DIRECTION A:
According to the Hadoop memory post, how many Containers per disk and per core give the best balance for cluster utilization?

SELECTED EXCERPT:
------------------------------------------------------------------------

Jason4Zhu: Memory Configuration In Hadoop

Tuesday, October 21, 2014

Memory Configuration In Hadoop

In this post, there are some recommendations on how to configure YARN and MapReduce memory allocation settings based on the node hardware specifications.

YARN takes into account all of the available compute resources on each machine in the cluster. Based on the available resources, YARN negotiates resource requests from applications (such as MapReduce) running in the cluster. YARN then provides processing capacity to each application by allocating Containers. A Container is the basic unit of processing capacity in YARN, and is an encapsulation of resource elements (memory, cpu etc.).

In a Hadoop cluster, it is vital to balance the usage of memory (RAM), processors (CPU cores) and disks so that processing is not constrained by any one of these cluster resources. As a general recommendation, allowing for two Containers per disk and per core gives the best balance for cluster utilization.

When determining the appropriate YARN and MapReduce memory configurations for a cluster node, start with the available hardware resources. Specifically, note the following values on each node:

RAM (Amount of memory)
CORES (Number of CPU cores)
DISKS (Number of disks)

The total available RAM for YARN and MapReduce should take into account the Reserved Memory. Reserved Memory is the RAM needed by system processes and other Hadoop processes (such as HBase).

------------------------------------------------------------------------

DIRECTION B:
Filter the records below down to every line that contains the word "beach".

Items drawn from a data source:
------------------------------------------------------------------------

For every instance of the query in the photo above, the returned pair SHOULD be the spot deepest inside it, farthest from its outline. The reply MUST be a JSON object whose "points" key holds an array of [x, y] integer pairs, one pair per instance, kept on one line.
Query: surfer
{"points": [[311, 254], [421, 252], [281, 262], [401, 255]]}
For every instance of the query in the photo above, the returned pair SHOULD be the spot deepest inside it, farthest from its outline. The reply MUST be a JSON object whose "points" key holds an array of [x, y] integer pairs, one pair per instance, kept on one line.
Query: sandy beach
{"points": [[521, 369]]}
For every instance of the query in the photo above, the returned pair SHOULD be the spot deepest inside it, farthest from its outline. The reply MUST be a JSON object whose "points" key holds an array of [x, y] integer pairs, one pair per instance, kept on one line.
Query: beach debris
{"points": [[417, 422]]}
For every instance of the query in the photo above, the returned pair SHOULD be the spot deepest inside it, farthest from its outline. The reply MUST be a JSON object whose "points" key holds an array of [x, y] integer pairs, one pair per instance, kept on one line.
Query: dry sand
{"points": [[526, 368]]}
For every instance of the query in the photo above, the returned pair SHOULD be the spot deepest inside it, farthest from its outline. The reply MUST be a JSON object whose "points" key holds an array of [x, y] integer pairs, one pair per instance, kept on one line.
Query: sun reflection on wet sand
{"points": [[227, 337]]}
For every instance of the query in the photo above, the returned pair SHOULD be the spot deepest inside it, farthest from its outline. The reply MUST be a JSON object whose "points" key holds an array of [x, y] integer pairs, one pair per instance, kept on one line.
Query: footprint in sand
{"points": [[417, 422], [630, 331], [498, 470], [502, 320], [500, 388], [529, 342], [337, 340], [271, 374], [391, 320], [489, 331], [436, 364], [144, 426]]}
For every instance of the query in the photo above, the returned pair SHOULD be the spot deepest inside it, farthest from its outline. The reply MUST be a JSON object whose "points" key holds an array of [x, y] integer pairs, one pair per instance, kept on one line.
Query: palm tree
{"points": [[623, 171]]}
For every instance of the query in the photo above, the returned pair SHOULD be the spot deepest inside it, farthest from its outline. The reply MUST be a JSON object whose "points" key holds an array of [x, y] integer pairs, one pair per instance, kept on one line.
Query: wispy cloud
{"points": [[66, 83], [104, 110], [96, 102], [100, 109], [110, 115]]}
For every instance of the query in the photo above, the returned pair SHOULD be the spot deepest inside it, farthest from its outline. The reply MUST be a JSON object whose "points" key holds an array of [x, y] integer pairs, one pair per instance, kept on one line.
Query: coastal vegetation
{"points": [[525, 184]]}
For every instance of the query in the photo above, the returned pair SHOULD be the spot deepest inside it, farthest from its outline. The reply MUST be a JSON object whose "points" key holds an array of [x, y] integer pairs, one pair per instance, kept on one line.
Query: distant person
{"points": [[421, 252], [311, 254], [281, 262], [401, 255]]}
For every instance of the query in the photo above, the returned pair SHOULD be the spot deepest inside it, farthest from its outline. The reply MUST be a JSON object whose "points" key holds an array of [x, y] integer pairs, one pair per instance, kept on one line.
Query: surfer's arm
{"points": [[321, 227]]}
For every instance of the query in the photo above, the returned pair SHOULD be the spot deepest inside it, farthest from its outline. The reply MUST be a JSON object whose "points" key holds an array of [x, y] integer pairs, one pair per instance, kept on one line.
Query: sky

------------------------------------------------------------------------

FULL OUTPUT A:
Two Containers per disk and per core.

FULL OUTPUT B:
Query: sandy beach
Query: beach debris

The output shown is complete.